- **Task data**:
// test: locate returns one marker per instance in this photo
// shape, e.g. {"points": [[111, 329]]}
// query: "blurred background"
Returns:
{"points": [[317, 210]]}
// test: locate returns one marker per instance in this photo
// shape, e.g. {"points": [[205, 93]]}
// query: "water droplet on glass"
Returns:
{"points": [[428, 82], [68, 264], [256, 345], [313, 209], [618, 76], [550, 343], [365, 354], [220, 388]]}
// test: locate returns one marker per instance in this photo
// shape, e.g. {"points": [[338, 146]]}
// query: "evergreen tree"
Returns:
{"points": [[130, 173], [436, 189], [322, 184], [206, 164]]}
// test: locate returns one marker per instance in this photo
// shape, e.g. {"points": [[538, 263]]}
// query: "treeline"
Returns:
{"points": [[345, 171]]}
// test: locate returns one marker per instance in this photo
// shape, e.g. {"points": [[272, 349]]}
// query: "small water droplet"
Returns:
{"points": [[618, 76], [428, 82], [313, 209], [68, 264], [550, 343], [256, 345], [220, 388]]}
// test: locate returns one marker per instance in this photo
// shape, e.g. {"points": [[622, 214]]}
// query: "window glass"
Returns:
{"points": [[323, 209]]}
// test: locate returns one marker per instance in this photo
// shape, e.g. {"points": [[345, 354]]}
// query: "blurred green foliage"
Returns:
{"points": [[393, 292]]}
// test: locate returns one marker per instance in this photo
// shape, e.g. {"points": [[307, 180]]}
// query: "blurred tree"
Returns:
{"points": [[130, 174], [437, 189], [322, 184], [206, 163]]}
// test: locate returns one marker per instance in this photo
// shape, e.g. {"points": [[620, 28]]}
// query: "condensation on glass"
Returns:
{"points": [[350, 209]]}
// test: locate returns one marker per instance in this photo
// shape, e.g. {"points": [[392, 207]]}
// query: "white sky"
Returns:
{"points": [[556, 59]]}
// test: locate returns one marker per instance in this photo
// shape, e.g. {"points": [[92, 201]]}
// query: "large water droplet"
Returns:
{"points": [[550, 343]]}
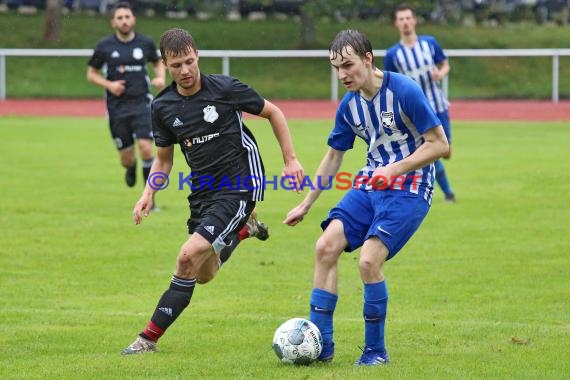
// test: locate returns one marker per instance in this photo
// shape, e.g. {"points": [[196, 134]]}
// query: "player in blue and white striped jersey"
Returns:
{"points": [[422, 59], [391, 195]]}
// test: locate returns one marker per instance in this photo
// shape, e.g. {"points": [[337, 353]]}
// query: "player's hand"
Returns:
{"points": [[142, 208], [296, 215], [295, 173], [436, 74], [117, 87], [157, 82]]}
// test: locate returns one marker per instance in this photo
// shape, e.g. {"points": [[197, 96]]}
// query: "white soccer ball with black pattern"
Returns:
{"points": [[297, 341]]}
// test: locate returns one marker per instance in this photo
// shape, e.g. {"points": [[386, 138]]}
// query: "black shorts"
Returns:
{"points": [[130, 120], [219, 221]]}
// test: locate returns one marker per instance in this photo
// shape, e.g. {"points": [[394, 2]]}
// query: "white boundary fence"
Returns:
{"points": [[226, 55]]}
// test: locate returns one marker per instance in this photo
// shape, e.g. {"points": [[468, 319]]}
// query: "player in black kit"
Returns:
{"points": [[123, 57], [203, 115]]}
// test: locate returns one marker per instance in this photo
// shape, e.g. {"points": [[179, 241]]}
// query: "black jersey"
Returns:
{"points": [[126, 61], [221, 152]]}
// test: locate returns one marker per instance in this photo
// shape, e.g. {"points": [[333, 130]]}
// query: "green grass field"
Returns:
{"points": [[480, 292]]}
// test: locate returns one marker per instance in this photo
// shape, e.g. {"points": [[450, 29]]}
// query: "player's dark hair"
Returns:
{"points": [[404, 7], [122, 5], [176, 42], [359, 43]]}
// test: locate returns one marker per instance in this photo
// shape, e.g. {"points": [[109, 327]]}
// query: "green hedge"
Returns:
{"points": [[288, 78]]}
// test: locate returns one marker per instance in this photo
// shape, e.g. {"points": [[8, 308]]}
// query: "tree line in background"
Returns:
{"points": [[308, 12]]}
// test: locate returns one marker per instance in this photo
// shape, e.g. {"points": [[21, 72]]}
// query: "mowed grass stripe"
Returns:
{"points": [[479, 292]]}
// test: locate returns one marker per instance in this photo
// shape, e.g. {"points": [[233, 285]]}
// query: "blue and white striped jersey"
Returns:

- **Prompt**:
Repeat the data exactly, without the pictures.

- **Answer for this exercise**:
// test: locate returns one marker per instance in this photo
// shape, e.g. {"points": [[111, 329]]}
// query: "blurred background"
Returns:
{"points": [[317, 210]]}
// test: locate returns one marker per instance in this photo
// shape, e.g. {"points": [[205, 93]]}
// query: "water droplet on glass"
Returns:
{"points": [[428, 82], [68, 264], [256, 345], [313, 209], [618, 76], [550, 343], [365, 354], [220, 388]]}
// test: locate returns one marker per instance in this photo
// shape, e.g. {"points": [[338, 146]]}
// query: "evergreen tree"
Returns:
{"points": [[130, 173], [436, 189], [322, 184], [206, 164]]}
// test: locate returns one marker per instance in this photo
// shape, e.g. {"points": [[538, 263]]}
// query: "treeline"
Returns:
{"points": [[345, 171]]}
// test: locate returns one marker per instance in this photo
// shape, e.g. {"points": [[272, 349]]}
// query: "small water droplet"
Returns:
{"points": [[618, 76], [428, 82], [313, 209], [68, 264], [550, 343], [256, 345], [220, 388]]}
// test: locate returns one marker per instance in this photo
// shape, e.g. {"points": [[622, 214]]}
// query: "window glass"
Returns:
{"points": [[323, 209]]}
// test: locate returns one marker per instance in this photo
// shape, e.g. {"points": [[345, 354]]}
// query: "blurred green foliage"
Returns:
{"points": [[393, 292]]}
// test: locate returns one marker per instance in this photo
// shape, e.g. {"points": [[307, 180]]}
// query: "blurred tree"
Returns:
{"points": [[130, 174], [437, 189], [322, 184], [206, 163]]}
// test: locate returns one marker per instance in this photo
// shape, e.g. {"points": [[620, 28]]}
// query: "condensation on glass"
Returns:
{"points": [[350, 209]]}
// test: locate returns one marker per instance in this photo
// shape, e.g. {"points": [[392, 207]]}
// query: "white sky"
Returns:
{"points": [[556, 59]]}
// test: locate returns one marker per instance in this photo
// shape, e.g. {"points": [[92, 201]]}
// query: "large water droplet"
Returns:
{"points": [[550, 343]]}
// test: locate returns one marker per instance in this photo
// shape, e.g. {"points": [[196, 134]]}
// query: "player in blue and white striped jersey"
Returns:
{"points": [[422, 59], [391, 195]]}
// test: locate returns one marker per instance in this photo
// shape, e.g. {"points": [[337, 353]]}
// query: "player's hand"
Returns:
{"points": [[142, 208], [296, 215], [295, 173], [436, 74], [117, 87], [157, 82]]}
// test: locate returns one marker per instance in this photo
// shape, e.g. {"points": [[197, 96]]}
// query: "white soccer ball with black pattern"
Returns:
{"points": [[297, 341]]}
// test: locate returns one marker per instance in this photo
// shape, e.g. {"points": [[386, 138]]}
// query: "black shorts"
Returns:
{"points": [[130, 120], [219, 221]]}
// test: locate returns one marker per instance in this photo
// shape, e.g. {"points": [[394, 2]]}
// query: "white boundary fence"
Returns:
{"points": [[226, 55]]}
// test: locate returns one marker per instance in this photo
// shape, e.g. {"points": [[468, 319]]}
// query: "player in black kit"
Returns:
{"points": [[123, 57], [203, 115]]}
// test: locate returns one marker per instance in this photo
// shape, e.g. {"points": [[179, 241]]}
// query: "black jersey"
Returns:
{"points": [[126, 61], [221, 152]]}
// test: locate returns one marker per instance in this photo
// shape, e.g. {"points": [[333, 130]]}
// query: "green grass field"
Returns:
{"points": [[480, 292]]}
// test: locate returns one marker per instance in this photo
// shape, e.g. {"points": [[450, 29]]}
// query: "player's dark hair"
Returns:
{"points": [[404, 7], [122, 5], [176, 42], [359, 43]]}
// test: locate returns one marker per instance in this photo
// shape, e.g. {"points": [[109, 327]]}
// query: "green hedge"
Returns:
{"points": [[288, 78]]}
// test: locate returns one marker per instance in this photo
// shape, e.g. {"points": [[8, 308]]}
// query: "tree line in background"
Returns:
{"points": [[308, 12]]}
// test: locate returns one marker per instance in this photo
// shape, e.g. {"points": [[21, 72]]}
// query: "mowed grass stripe"
Returns:
{"points": [[479, 292]]}
// test: locate returns one marker per instance in this photo
// shape, e.g. {"points": [[233, 285]]}
// query: "blue and white striped jersey"
Returns:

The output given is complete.